◆ CONSIGNE ◆
Pouvez-vous poursuivre l'entretien sur la boxe et le handisport à partir de sa dernière réplique ?

H : Pourquoi n'existe-il pas de section boxe au sein de la Fédération française handisport ?
SP
: C'est la nouvelle politique de cette fédération qui, parce qu'elle gère déjà de nombreuses disciplines et ne souhaite pas en introduire de nouvelles, incite les fédérations sportives dites « valides » à développer leur propre commission handisport.

H
: Est-ce une bonne chose ?
SP
: Oui, je crois. Cela fonctionne à merveille dans les pays scandinaves où il n'existe pas de fédération spécialisée et où chaque discipline a développé sa propre commission de sports adaptés. Et puis, en France, cette volonté s'inscrit dans les exigences de la loi qui impose de rendre toutes les domaines accessibles.

H
: La Fédération française de boxe semblait assez impliquée mais d'après ce que vous dites, elle n'avait donc pas le choix !
SP
: Il ne faut pas être naïf. Elle a agi sous la pression du ministère qui a versé des fonds aux différentes fédérations sportives pour développer les pratiques à l'intention du public handicapé et qui exigeait des résultats en retour. Je crains que ce ne soit malheureusement pas par idéal humaniste mais bien par peur du coup de bâton ou par intérêt marketing. Mais, dans les clubs, le système fonctionne depuis plus de 15 ans avec de vraies valeurs humaines alimentées par la conviction que tout le monde peut boxer.

◆ EXTRAIT DE DONNÉES ◆
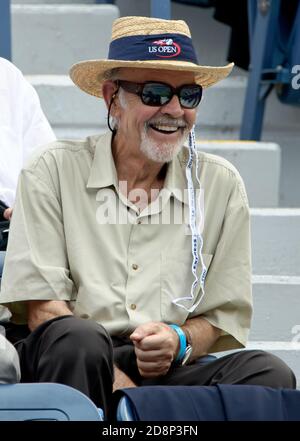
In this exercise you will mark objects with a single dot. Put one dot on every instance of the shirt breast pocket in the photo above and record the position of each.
(176, 282)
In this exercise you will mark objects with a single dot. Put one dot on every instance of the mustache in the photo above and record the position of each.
(167, 121)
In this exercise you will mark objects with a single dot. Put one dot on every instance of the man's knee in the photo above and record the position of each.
(71, 337)
(274, 371)
(9, 362)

◆ RÉSULTAT FINAL ◆
H
: Racontez-nous votre expérience avec vos handiboxeurs...
SP
: Je fais partie du Ring grenoblois dont le directeur sportif est lui-même handicapé. La mixité s'est faite naturellement. Nous avons eu jusqu'à 30 handiboxeurs à l'époque où nous intervenions dans les centres de rééducations. Ce qui est dommage, c'est qu'il y avait un turn over important et que les jeunes que nous avions formé ne pouvaient pas continuer car ils ne trouvaient pas d'autres centres en France.

H
: Mélanger les handicaps mentaux et moteurs lors des entraînements et les réunir lors d'une même compétition est assez rare. Pourquoi un tel parti-pris ?
SP
: On connaît les rivalités qui animent la fédération Handisport (handicap moteur) et le Sport adapté (handicap mental). Chez Handiboxe, nous n'avons pas envie de rentrer dans ce genre de disputes fratricides. Nous ne voulons faire ni communautarisme, ni sectorisation. Nous accueillons sans préjugé tous ceux qui ne peuvent pas faire de boxe chez les valides et exigent un suivi et des adaptations. Mais il va sans dire que, lors des compétitions, notre classification ne mélange pas les handicaps ou les pathologies, par sécurité pour chacun des adversaires.

H
: La boxe est réputée être un sport violent. N'est-ce pas donner une "arme" à certains, notamment en cas de handicap mental lourd ?
SP
: Nous sommes là pour leur apprendre à canaliser leur énergie. Celui qui frappe trop fort est sanctionné, voire disqualifié. Et s'il a vraiment besoin de se défouler, on lui suggère de taper dans les sacs. Nous proposons une boxe éducative, celle là même qu'on enseigne aux enfants. Avec le temps, on assiste à des changements de comportement notoires, par exemple avec des jeunes Infirmes moteur cérébraux qui arrivent à mieux tempérer leurs émotions. D'autre reprennent confiance en eux.

H : C'est un sport particulièrement physique, quelles en sont les contrindications ?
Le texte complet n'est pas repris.